(Provided records):
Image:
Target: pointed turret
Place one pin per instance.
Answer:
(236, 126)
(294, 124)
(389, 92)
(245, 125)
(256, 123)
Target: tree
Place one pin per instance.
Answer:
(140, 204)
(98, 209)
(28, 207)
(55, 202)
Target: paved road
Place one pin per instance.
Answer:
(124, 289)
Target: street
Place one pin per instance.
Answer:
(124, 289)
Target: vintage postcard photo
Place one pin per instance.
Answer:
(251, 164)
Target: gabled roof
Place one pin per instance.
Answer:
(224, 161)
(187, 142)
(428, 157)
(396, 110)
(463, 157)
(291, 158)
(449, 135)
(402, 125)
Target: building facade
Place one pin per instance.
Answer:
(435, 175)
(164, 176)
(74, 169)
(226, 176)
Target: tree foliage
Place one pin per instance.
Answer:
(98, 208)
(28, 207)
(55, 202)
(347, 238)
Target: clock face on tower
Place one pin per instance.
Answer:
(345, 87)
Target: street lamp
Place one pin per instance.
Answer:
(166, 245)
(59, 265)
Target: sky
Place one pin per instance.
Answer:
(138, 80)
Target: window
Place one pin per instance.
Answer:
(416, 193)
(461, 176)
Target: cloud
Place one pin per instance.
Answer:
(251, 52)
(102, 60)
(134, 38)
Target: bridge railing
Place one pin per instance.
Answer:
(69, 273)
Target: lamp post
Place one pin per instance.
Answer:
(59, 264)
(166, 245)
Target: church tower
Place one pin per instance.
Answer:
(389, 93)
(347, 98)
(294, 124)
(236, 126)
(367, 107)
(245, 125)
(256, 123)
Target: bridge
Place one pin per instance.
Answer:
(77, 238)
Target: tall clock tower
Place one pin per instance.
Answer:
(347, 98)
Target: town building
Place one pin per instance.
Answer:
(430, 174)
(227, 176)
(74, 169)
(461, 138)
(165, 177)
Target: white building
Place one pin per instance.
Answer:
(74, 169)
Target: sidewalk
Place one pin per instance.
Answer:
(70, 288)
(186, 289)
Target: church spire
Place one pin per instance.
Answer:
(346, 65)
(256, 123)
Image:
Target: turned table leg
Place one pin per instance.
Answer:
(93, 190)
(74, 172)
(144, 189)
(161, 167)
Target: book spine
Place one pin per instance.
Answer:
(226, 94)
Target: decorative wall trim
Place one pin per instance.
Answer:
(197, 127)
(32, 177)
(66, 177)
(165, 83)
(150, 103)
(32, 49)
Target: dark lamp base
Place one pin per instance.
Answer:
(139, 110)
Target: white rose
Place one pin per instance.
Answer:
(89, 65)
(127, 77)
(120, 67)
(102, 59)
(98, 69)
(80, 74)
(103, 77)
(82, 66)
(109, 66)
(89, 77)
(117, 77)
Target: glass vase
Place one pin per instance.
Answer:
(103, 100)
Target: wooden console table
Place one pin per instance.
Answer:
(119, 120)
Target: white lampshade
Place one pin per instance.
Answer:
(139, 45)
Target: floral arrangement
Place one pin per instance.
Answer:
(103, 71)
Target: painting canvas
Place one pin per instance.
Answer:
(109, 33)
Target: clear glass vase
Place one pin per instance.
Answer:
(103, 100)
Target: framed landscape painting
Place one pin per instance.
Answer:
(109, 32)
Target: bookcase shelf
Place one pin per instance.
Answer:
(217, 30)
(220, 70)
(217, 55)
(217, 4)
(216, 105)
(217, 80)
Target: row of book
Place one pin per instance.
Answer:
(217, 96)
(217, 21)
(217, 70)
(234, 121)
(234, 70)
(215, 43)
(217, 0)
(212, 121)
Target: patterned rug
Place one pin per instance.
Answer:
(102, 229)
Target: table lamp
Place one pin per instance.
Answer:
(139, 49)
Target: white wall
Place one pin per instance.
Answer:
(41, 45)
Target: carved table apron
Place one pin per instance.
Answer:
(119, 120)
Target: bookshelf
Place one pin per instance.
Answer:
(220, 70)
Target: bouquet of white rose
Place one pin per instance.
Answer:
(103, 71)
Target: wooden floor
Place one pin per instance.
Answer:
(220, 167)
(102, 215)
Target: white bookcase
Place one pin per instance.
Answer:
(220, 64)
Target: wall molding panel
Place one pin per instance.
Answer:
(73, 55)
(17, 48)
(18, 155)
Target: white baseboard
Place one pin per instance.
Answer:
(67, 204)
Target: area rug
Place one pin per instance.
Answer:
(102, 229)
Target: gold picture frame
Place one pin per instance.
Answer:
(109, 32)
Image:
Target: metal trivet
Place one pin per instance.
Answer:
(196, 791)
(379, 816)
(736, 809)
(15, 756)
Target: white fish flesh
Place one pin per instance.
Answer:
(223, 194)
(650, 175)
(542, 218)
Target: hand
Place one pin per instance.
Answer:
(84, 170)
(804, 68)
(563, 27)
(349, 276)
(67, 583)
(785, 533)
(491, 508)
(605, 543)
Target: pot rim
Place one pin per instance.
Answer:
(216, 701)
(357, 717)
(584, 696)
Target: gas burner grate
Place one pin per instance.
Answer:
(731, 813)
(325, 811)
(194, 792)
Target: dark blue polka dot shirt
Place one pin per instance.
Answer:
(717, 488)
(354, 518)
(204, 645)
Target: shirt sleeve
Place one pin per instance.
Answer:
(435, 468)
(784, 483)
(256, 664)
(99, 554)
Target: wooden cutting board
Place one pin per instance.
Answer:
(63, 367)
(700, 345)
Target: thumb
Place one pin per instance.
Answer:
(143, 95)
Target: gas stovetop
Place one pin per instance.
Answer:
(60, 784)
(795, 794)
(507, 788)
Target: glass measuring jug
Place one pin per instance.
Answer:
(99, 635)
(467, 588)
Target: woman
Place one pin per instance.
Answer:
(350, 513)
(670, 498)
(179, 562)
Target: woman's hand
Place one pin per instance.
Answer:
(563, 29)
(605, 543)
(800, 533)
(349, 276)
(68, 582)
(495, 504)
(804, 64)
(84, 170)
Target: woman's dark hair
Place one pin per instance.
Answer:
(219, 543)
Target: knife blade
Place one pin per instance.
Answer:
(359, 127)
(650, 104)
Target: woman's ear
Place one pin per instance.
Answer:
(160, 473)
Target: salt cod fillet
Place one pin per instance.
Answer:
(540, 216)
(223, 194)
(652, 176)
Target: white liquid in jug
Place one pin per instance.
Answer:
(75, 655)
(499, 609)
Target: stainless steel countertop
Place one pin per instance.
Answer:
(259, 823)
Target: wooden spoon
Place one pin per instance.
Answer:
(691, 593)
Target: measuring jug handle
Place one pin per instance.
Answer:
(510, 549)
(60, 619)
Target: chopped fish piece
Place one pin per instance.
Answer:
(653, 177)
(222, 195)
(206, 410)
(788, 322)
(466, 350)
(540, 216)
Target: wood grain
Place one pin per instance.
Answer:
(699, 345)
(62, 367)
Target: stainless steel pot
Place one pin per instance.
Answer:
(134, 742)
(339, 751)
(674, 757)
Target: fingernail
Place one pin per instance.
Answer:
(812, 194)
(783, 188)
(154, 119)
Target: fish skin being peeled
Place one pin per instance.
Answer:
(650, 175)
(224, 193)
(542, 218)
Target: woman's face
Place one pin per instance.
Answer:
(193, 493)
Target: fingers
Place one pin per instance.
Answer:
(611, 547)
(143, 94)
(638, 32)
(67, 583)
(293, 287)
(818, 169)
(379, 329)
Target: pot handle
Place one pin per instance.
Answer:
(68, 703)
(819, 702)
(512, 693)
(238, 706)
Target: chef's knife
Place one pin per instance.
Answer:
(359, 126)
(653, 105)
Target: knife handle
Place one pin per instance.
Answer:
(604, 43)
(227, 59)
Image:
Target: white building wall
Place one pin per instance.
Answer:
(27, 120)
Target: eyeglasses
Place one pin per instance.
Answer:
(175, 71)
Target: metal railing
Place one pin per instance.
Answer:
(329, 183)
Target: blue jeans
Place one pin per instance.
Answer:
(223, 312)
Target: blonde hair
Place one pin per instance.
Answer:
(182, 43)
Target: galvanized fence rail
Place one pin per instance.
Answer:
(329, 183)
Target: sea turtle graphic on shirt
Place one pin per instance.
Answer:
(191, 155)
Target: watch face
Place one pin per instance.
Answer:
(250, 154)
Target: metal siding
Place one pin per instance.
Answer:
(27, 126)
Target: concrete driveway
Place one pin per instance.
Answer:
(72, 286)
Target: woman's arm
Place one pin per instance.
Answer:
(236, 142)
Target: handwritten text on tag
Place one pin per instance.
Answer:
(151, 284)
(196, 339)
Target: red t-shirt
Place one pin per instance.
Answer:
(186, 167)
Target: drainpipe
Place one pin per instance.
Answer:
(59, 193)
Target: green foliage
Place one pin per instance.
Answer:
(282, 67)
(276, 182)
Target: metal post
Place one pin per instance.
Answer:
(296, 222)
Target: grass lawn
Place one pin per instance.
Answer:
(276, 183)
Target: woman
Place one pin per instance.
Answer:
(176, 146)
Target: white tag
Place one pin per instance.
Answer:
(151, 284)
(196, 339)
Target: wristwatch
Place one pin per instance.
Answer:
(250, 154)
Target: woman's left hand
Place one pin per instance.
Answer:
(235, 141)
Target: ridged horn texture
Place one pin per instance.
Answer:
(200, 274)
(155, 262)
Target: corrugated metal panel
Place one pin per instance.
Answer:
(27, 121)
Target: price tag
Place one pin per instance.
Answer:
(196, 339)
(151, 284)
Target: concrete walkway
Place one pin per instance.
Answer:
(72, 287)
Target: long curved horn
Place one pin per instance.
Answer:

(Aim of the task): From the line holding "Target: price tag" down to the last line of the records above, restate each line exactly as written.

(Exercise solution):
Target: price tag
Place one pin per instance.
Answer:
(196, 339)
(151, 284)
Target: concrete walkway
Place one pin per instance.
Answer:
(72, 287)
Target: long curved horn
Place one pin per instance.
Answer:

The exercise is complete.